* _Given passage_:
** START **

Pipfruit New Zealand chairman Ian Palmer says the industry is unviable with the kiwi dollar at US87c. "It prevents us being competitive in international markets, and that’s a shame because our fruit is selling well."

But Trade Minister Tim Groser told the growers they had to face the "brutal realism" of such a high rate.

He rejected suggestions of fixing the rate to a major currency or charging a fee for financial transactions leaving and entering the country.

The system of floating the kiwi dollar was superior to any other. "We have tried other alternatives and they were all much, much worse."

He gave the example of Greece, which was "trapped" to a fixed exchange rate and was paying for that with massive unemployment, company failures and debt defaults.

The industry’s best option was to do more to develop the Asia-Pacific market, he said. "It’s staring you in the face."

Australia, which lost its appeal against the World Trade Organisation decision to back the entry of New Zealand apples, would soon open its market, despite political rumblings. "They don’t have a choice," he said. "No country has not implemented an appellate body decision. For Australia not to do that is inconceivable."

Other apple market prospects:

China: Exports through the "grey" Hong Kong market had lifted 124 per cent in value in the past year and doubled in volume. Tariffs would disappear next year, while the rest of the world still had to pay 20 per cent. "It gives us a massive advantage, but we have to negotiate a protocol to go through official channels and we’re making good progress there." Worry over a codling moth incursion was the biggest barrier.

** END **

* _Extracted information_:
** START **

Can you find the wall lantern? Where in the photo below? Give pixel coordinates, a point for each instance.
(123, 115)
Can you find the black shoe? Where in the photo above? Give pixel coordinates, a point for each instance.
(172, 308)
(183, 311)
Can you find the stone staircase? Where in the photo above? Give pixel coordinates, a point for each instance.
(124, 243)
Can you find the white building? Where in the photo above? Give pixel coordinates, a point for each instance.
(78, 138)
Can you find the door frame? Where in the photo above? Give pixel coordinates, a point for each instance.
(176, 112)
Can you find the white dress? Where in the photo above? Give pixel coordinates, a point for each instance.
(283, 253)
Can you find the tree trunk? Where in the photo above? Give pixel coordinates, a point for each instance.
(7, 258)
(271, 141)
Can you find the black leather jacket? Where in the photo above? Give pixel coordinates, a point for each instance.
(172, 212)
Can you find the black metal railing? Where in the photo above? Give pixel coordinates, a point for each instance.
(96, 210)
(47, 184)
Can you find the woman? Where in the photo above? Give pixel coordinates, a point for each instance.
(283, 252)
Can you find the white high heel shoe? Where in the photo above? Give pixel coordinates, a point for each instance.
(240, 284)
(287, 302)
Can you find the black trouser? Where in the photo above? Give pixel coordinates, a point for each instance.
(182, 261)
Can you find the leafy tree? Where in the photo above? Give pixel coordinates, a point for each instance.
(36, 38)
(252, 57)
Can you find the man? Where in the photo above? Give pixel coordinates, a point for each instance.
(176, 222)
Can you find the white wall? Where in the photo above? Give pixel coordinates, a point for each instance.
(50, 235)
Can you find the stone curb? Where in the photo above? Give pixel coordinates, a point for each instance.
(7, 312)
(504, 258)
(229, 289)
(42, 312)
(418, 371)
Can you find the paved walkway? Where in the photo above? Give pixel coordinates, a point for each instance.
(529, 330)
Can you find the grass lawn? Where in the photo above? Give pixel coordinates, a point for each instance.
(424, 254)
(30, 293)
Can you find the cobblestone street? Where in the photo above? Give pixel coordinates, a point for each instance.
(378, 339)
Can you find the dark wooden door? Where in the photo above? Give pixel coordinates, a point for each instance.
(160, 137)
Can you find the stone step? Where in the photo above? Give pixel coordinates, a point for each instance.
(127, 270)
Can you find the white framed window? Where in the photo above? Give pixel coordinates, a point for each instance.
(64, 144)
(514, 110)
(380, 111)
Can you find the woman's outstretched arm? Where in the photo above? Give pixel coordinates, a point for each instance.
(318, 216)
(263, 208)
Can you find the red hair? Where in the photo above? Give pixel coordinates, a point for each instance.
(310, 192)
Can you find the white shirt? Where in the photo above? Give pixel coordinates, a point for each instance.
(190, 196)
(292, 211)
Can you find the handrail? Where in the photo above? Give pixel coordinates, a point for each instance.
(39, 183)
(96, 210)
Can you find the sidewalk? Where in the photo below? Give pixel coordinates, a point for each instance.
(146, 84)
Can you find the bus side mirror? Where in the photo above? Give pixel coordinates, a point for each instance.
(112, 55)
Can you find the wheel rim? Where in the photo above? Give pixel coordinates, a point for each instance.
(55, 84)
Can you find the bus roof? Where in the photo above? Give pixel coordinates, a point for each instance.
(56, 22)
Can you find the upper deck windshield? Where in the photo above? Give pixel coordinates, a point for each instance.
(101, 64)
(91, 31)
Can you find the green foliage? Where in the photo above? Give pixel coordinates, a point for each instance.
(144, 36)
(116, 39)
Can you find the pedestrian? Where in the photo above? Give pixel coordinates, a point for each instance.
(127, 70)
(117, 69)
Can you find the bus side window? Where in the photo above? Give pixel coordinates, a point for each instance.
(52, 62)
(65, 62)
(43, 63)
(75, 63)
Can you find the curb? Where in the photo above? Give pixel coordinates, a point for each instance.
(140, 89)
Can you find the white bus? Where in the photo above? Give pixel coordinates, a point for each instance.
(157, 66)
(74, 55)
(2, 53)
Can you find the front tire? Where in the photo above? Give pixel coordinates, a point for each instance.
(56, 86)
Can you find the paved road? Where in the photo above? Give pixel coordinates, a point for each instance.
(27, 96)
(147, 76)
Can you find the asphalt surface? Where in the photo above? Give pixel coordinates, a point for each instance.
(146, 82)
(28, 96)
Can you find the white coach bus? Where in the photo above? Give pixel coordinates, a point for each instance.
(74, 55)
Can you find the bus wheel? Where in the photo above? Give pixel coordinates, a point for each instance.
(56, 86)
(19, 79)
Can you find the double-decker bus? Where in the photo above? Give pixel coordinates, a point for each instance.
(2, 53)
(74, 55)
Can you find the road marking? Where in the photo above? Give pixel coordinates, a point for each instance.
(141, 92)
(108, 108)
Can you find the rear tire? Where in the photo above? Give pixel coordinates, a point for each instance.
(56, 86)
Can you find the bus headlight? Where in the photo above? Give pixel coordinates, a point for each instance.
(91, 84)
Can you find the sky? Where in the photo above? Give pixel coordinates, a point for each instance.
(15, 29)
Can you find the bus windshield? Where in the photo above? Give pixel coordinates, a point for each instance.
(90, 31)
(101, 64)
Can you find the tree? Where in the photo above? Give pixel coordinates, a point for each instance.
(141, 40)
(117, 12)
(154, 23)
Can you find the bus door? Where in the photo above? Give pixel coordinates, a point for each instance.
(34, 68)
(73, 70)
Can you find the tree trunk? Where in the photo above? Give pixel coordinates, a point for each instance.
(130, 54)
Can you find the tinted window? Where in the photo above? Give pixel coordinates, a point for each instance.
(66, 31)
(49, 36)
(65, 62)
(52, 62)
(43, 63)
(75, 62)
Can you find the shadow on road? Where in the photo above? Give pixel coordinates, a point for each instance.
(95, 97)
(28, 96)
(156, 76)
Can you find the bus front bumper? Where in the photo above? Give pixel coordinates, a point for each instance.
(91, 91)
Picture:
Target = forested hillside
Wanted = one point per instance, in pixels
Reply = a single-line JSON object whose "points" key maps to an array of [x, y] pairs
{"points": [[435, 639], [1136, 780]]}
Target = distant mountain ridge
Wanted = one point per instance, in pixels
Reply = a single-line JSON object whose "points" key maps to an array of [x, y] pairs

** END **

* _What to do_:
**1)** Retype the passage from the article on New Zealand's apple industry, starting at "Pipfruit New Zealand" and ending at "a high rate.".
**2)** Render this sentence from the article on New Zealand's apple industry in Spanish: "He rejected suggestions of fixing the rate to a major currency or charging a fee for financial transactions leaving and entering the country."
**3)** Proceed with the article on New Zealand's apple industry, picking up after its final sentence.

* _Answers to the tasks_:
**1)**
Pipfruit New Zealand chairman Ian Palmer says the industry is unviable with the kiwi dollar at US87c. "It prevents us being competitive in international markets, and that’s a shame because our fruit is selling well."

But Trade Minister Tim Groser told the growers they had to face the "brutal realism" of such a high rate.

**2)** Rechazó las sugerencias de fijar el tipo de cambio a una moneda importante o de cobrar una tarifa por las transacciones financieras que salen del país y entran en él.

**3)**
India: "Major, major" negotiations were making "some" progress, Mr Groser said.

Taiwan: Importers had to be assured of sophisticated management of codling moth in New Zealand orchards.

Korea: Codling moth was also a stumbling block and free trade negotiations were making slow progress.

Russia: "Intriguing" negotiations on free trade were "going really well" and he was confident of an agreement.

Mr Palmer said the export season, currently at its midway point, was proving a success so far.

Sales in Europe and Britain were going well, helped by there being no domestic fruit in the market because of drought. Asia was strong, particularly China and India, where volumes were up 50 per cent despite a 47 per cent tariff.

The United States was "hot", but with the US dollar so high no apple producing country could afford to supply it.